**What this task involves:** Output range, inclusive: from the line containing "Query: snow-capped mountain peak" to the line containing "Query: mount fuji". Restate those lines from the data below word for word and only those.

[Opening Dataset records section]

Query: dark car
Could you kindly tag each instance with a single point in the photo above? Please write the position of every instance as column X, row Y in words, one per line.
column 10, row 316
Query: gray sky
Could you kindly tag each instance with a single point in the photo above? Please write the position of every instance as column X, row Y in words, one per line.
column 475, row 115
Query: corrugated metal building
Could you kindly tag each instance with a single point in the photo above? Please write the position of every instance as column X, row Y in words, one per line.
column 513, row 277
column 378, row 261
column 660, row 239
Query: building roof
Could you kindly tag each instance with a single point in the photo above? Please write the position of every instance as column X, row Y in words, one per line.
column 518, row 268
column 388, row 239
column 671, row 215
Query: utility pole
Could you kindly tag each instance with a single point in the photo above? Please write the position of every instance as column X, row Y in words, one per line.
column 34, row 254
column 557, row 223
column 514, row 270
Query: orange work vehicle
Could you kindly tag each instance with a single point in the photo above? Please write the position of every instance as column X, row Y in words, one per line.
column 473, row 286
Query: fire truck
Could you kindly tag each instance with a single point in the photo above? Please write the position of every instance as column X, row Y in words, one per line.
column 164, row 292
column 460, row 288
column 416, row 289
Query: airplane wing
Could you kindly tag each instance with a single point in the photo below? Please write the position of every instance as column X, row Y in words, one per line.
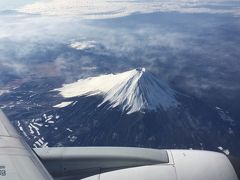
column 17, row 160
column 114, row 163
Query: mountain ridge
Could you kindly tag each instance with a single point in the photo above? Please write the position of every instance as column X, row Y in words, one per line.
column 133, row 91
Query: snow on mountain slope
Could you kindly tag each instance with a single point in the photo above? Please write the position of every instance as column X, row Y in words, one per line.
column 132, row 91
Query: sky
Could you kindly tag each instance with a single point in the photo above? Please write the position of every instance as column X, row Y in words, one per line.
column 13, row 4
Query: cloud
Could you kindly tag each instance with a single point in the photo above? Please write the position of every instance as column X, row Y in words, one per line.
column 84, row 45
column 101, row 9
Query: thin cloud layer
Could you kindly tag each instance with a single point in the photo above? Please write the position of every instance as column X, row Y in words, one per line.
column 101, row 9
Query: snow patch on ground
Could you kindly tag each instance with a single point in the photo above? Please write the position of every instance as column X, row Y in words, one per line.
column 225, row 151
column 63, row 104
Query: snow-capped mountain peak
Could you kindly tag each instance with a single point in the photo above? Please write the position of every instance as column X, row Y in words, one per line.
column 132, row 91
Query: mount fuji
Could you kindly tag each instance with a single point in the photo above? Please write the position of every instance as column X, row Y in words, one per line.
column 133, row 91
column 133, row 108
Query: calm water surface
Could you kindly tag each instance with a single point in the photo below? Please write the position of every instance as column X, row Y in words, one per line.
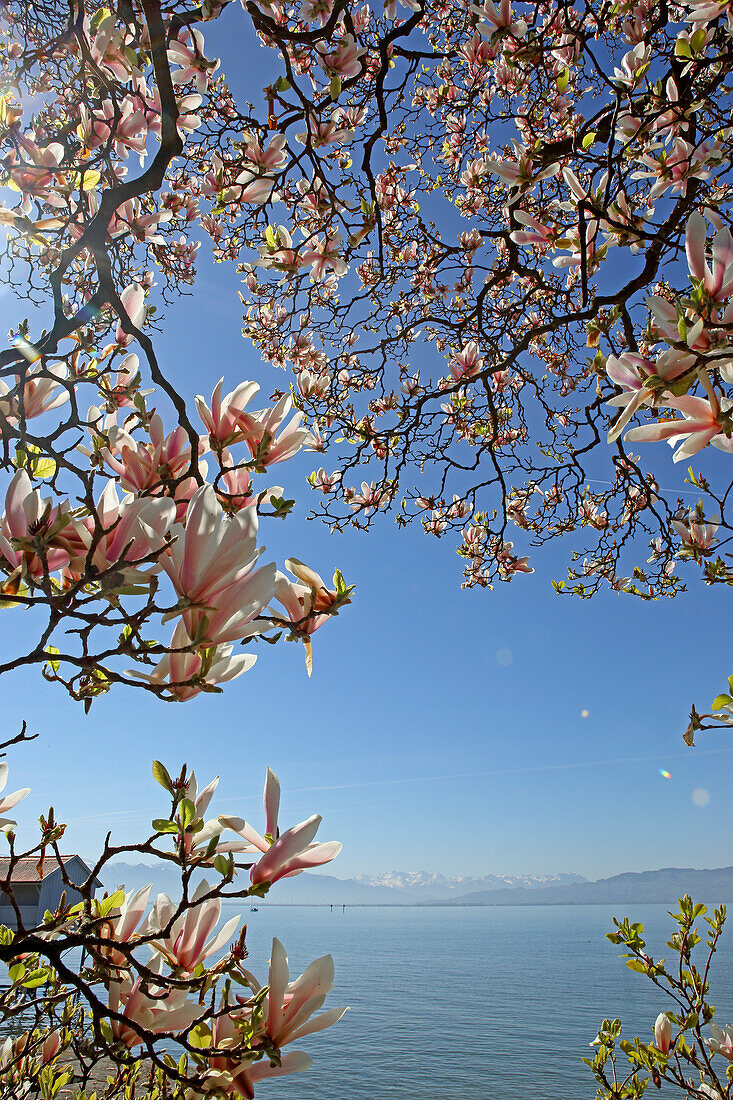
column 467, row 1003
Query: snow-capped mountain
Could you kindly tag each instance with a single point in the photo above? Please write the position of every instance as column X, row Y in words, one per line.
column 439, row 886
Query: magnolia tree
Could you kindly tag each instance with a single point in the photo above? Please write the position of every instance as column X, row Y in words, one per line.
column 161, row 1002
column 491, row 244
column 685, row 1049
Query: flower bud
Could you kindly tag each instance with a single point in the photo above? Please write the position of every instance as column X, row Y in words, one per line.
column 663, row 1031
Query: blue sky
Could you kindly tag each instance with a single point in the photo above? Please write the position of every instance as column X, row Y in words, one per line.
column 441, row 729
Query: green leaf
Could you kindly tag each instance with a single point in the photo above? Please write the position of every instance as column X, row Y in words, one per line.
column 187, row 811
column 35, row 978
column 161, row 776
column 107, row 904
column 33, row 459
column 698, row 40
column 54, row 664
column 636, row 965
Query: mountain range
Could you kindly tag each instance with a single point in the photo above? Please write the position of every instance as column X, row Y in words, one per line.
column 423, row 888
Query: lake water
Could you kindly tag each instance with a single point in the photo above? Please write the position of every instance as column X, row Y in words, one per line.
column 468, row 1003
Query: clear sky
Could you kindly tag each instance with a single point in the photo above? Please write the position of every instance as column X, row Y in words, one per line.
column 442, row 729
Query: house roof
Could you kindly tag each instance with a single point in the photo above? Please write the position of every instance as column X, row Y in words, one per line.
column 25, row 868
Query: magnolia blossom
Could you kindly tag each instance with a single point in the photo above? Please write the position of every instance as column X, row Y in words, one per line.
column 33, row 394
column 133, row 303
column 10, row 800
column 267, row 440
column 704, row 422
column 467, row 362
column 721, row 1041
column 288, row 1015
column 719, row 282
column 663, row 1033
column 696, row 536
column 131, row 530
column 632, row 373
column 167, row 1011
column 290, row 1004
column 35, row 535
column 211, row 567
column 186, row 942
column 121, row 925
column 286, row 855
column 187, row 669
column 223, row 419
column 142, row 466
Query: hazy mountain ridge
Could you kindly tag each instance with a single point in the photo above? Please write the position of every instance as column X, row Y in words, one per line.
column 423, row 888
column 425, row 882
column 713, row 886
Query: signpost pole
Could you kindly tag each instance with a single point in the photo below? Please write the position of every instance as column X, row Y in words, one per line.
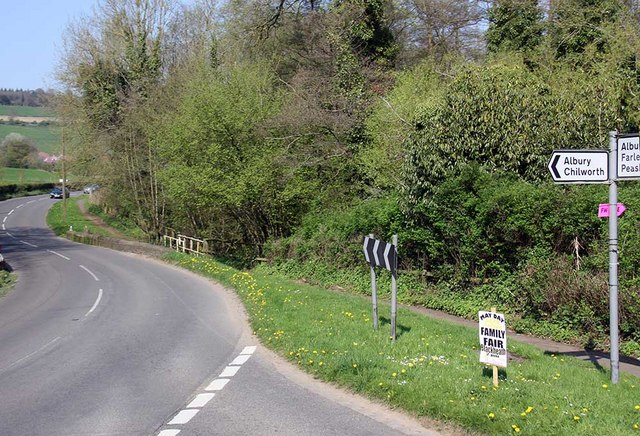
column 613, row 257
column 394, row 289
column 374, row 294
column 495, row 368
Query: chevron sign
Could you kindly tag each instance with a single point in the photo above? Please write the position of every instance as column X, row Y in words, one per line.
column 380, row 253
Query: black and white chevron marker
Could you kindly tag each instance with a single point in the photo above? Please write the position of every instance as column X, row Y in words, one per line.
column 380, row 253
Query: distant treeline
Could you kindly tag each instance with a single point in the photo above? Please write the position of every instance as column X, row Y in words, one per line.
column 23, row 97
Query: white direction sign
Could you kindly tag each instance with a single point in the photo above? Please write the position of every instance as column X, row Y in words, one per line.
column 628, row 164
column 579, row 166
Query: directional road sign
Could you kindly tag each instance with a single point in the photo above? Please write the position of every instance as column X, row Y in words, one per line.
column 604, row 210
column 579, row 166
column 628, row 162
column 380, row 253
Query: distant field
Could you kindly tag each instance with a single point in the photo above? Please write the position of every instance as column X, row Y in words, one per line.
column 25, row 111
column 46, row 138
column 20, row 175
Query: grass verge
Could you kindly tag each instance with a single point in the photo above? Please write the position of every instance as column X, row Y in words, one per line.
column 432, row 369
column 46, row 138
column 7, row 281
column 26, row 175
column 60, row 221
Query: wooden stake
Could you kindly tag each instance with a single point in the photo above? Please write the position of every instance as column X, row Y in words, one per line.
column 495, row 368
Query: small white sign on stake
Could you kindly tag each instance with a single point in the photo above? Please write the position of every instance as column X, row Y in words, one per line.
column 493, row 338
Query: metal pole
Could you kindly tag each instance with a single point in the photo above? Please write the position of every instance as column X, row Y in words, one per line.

[Closing Dataset records section]

**Finished task:**
Query: snow-capped mountain peak
Could you kindly tag each instance with a single point in the photo above? Please write the position of every instance as column X, row Y in words, one per line.
column 132, row 91
Query: mount fuji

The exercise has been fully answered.